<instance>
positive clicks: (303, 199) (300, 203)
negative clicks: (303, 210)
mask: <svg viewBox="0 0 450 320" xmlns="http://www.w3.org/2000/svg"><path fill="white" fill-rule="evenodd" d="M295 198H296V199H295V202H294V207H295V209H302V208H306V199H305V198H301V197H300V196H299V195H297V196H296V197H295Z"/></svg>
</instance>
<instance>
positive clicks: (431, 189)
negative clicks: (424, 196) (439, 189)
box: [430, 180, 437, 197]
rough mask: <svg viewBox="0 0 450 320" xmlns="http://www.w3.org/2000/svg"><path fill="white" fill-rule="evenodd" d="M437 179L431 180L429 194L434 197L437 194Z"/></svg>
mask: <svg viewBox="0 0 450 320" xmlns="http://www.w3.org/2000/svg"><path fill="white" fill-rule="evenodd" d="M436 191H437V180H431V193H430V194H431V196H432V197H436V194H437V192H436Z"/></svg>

+++

TASK TO CARRY OUT:
Update the records above by replacing every "negative clicks" with "background clicks" and leaving everything else unchanged.

SOLUTION:
<instance>
positive clicks: (303, 199) (300, 203)
background clicks: (303, 210)
mask: <svg viewBox="0 0 450 320" xmlns="http://www.w3.org/2000/svg"><path fill="white" fill-rule="evenodd" d="M295 198H296V199H295V202H294V207H295V209H302V208H306V199H305V198H301V197H300V196H299V195H297V196H296V197H295Z"/></svg>
</instance>
<instance>
positive clicks: (431, 189)
background clicks: (424, 196) (439, 189)
box: [430, 180, 437, 197]
rough mask: <svg viewBox="0 0 450 320" xmlns="http://www.w3.org/2000/svg"><path fill="white" fill-rule="evenodd" d="M437 179L431 180L429 194L434 197L437 194Z"/></svg>
mask: <svg viewBox="0 0 450 320" xmlns="http://www.w3.org/2000/svg"><path fill="white" fill-rule="evenodd" d="M436 191H437V180H431V193H430V194H431V196H432V197H436V194H437V192H436Z"/></svg>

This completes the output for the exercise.